» WRITTEN PROBLEM A
Could you duplicate the coordinate labeling rows line for line, leaving the pictures out of your answer?

» EXCERPT TO READ
+ + + + + + +

EDIT: Err, it is no issue at all. It still works without the optimiser using Fcache.
@rogloh Yeah, unfortunately FCACHE is all or nothing. For now you'll want to disable it globally. I can't remember right now why it's a global pass, but there was a reason -- I think something to do with inlining recursive functions.
Okay thanks. I will disable it globally. That will slow down the internal functions too which is a pity.
Right now I'm porting the CoreMark benchmark and trying to run that to give us another datapoint in terms of performance. I guess I can compare internal hubexec operation without FCACHE to "external" hubexec without FCACHE.
Ok. Good to know. Thanks evanh.
By the way, it may still be possible to support FCACHE sometime down the track with this external memory scheme. Would just need to alter the FCACHE handler to a special one that checks if the COGRAM executable block is being read from internal/external addresses (ie. whether sourced from the I-cache or not) and make it also deal with wrapping over cache row boundaries if that ever happens. Bit too complex to add to this version right now but I do expect it's potentially also achievable sometime.
This would presume that the FCACHED COGRAM code itself does not call back out to other external functions which is probably a step too far given it opens up the possibility of unsupported re-entrancy issues anyway.
Err, I just bothered to test this. Compile option
-Ono-fcache, and-O0, still works fine with the 4-bit SD card driver. So I guess I made a bad assumption as in I thought Fcache would be disabled. But since the driver usesvolatilewith each critical Pasm section that needs Fcache it still gets to use Fcache irrespective of what the optimiser is told to do.I suppose that's still a not good case for you though, since you don't want anything using Fcache.
Does anyone know if Chip's runtime debugger standalone program works with flexspin debugging output? And if so, can it be made to work with MacOS Ventura?
I'm having a hard time tracking down what looks like some sort of stack corruption bug and using a decent debugger that I can step through blocks of code and examining memory would be very handy right now. I tried running Stephen Moraco's Pnut-Term-TS which looked good hoping that would help but found it doesn't yet support the run time debugger feature.
Wading through hundreds of output lines of hex numbers and stack frame data values is not exactly fun trying to locate when this potential corruption occurs and it's becoming tedious. Also to make it harder this problem has the tendency to morph when the code is changed trying to add debug statements to find it (Heisenbug).

+ + + + + + +

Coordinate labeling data
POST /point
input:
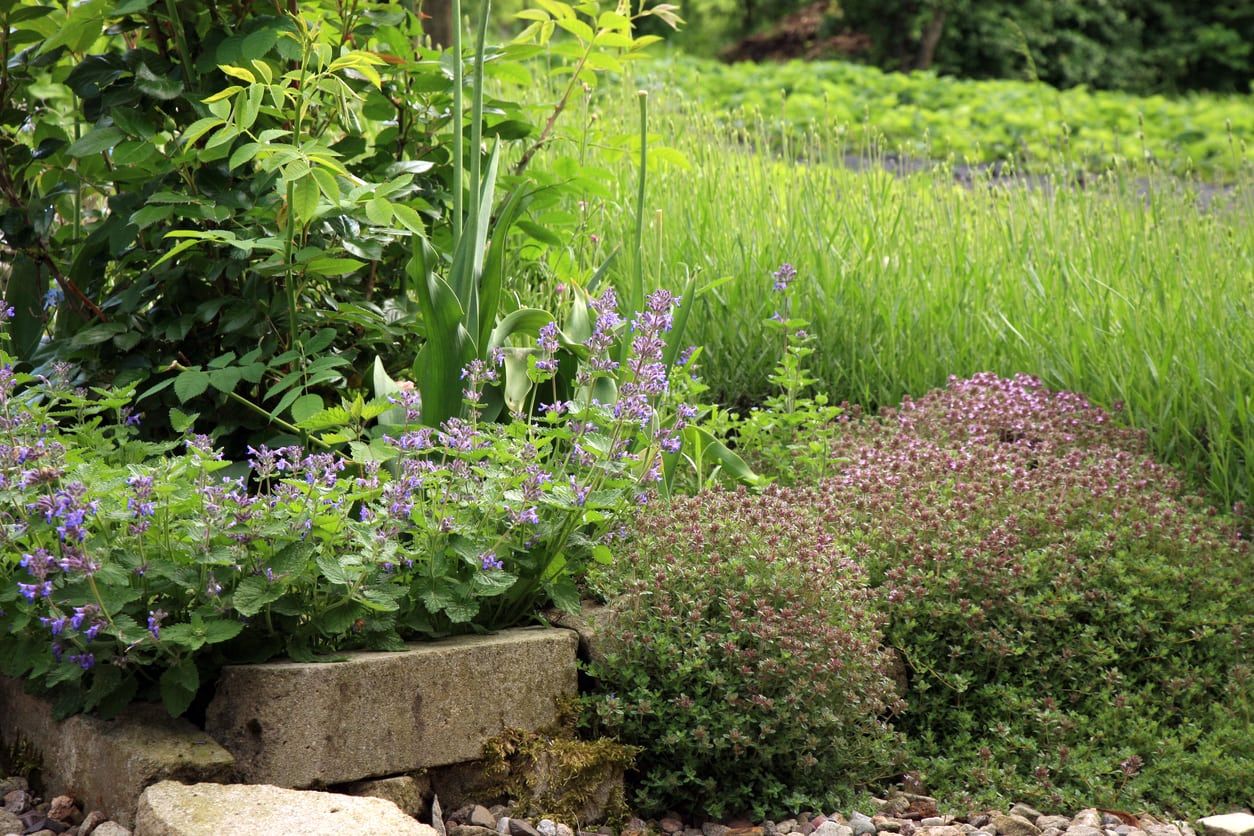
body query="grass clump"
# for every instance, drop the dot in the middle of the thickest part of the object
(744, 657)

+ + + + + + +

» WRITTEN PROBLEM B
Would you set down, word for word, the part of the FCACHE thread from "Ok. Good to" up to and including "re-entrancy issues anyway."?

» TASK RESULT A
POST /point
input:
body query="grass clump"
# for every instance, drop the dot in the middle of the thickest part of the object
(744, 657)

» TASK RESULT B
Ok. Good to know. Thanks evanh.
By the way, it may still be possible to support FCACHE sometime down the track with this external memory scheme. Would just need to alter the FCACHE handler to a special one that checks if the COGRAM executable block is being read from internal/external addresses (ie. whether sourced from the I-cache or not) and make it also deal with wrapping over cache row boundaries if that ever happens. Bit too complex to add to this version right now but I do expect it's potentially also achievable sometime.
This would presume that the FCACHED COGRAM code itself does not call back out to other external functions which is probably a step too far given it opens up the possibility of unsupported re-entrancy issues anyway.